# The task
Could you copy the records below exactly, keeping none of the images?

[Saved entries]

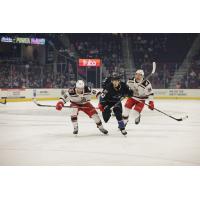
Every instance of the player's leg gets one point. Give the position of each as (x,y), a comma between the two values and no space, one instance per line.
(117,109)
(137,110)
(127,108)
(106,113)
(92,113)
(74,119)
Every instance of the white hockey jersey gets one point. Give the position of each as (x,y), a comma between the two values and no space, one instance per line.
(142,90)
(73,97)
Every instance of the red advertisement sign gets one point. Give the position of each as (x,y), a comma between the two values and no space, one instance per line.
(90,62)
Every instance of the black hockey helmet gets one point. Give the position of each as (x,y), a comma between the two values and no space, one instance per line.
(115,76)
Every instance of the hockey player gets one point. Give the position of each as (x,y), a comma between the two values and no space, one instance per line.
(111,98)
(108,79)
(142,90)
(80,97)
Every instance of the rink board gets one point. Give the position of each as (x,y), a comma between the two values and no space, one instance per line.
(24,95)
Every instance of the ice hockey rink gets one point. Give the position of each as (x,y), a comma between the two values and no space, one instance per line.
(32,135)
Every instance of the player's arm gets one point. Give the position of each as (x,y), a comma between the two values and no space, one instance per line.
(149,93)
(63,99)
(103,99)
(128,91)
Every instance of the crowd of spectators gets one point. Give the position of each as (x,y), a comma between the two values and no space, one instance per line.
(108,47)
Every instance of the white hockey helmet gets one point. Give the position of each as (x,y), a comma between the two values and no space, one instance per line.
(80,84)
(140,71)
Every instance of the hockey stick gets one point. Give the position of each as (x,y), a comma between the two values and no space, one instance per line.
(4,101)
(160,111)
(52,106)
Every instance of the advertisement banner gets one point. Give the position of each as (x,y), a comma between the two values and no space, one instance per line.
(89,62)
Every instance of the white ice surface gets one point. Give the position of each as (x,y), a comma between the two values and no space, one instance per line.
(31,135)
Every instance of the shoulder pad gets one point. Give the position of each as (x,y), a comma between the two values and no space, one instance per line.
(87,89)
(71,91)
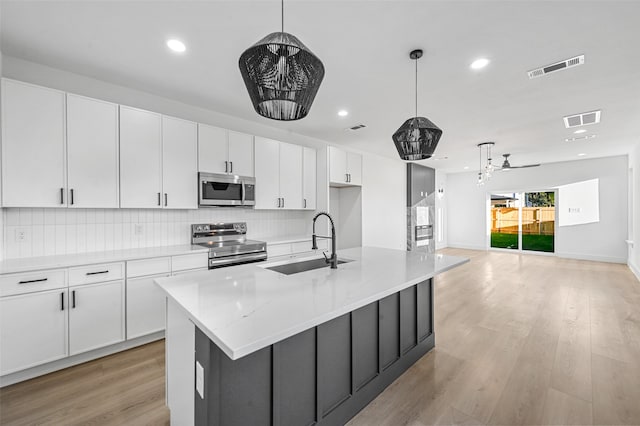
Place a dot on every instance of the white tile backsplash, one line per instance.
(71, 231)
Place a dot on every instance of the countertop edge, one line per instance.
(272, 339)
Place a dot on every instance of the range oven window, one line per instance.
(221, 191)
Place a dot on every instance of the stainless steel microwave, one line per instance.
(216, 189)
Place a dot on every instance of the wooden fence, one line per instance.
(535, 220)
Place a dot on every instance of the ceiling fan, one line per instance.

# Answer area
Every instance of the player's leg gets one point. Give the position of each as (x,y), a comma between the two values and no space, one instance per line.
(117,109)
(137,110)
(127,108)
(106,113)
(92,113)
(74,119)
Every instance of the white hockey jersey gets one point. Give the position of each as (x,y), a comma between the two values and no space, one instance per line.
(142,90)
(73,97)
Every instance of the red advertisement sign gets one point. Give the position of each as (x,y), a comma between the two values and no space, one instance per line.
(90,62)
Every instance of the black hockey helmet gets one point. Give the position of each as (x,y), a comma between the two values and no space, one instance per line.
(115,76)
Every instance of the hockey player gets one point. Give the position of each as (x,y), a comma between the two values and no space, one instance per line.
(111,98)
(108,79)
(142,90)
(80,97)
Every instance of the rink board gets one point. Give the position of each as (x,y), a comma between the two values and no space, one instance per line.
(24,95)
Every instance of the ice hockey rink gets one point. Give the position of each as (x,y), a comma between the two values and no space, one instance per line.
(32,135)
Every instance of the player's arm gets one point. Give the position of each as (x,y), a comma between the two values and no space, one instance per line.
(149,93)
(63,99)
(103,99)
(128,91)
Every instance of the crowd of spectators gets one point. Give the position of each as (x,y), a comma between the two values and no space, one instance per line.
(108,47)
Every instance of the white hockey helmet gets one point. Give the position of each as (x,y), a comma between the two values and no space, one instance per line.
(80,84)
(140,71)
Every instance of the hockey stick gets one point. Give the position of each as (x,y), a comma between the two values and no space, one instance per line.
(4,101)
(160,111)
(52,106)
Every instance of the advertisement banner gets one point. Give the position of each as (x,y), a comma between the two values and no space, one instance per line.
(89,62)
Every instance of the white ice surface gets one point. Give the position of each as (x,y), a comma between the two values and no space, one instance per line.
(31,135)
Every instance of the shoulder pad gets one point. Give the position of each as (x,y), a comma between the two values and no space, one instance per line.
(87,89)
(71,91)
Place a dot on every instance of the white tile backsplash, one line per instance.
(71, 231)
Place a dot on every instance of the countertop edge, one line per instance.
(272, 339)
Place a dot on every instance of the range oven window, one line per instance.
(221, 191)
Place a dot on every instance of the stainless steel microwave, one line per instance.
(216, 189)
Place a dot on every instance of the wooden fence, one line per instance.
(535, 220)
Place a dot on every instance of the ceiling fan, one line per instance.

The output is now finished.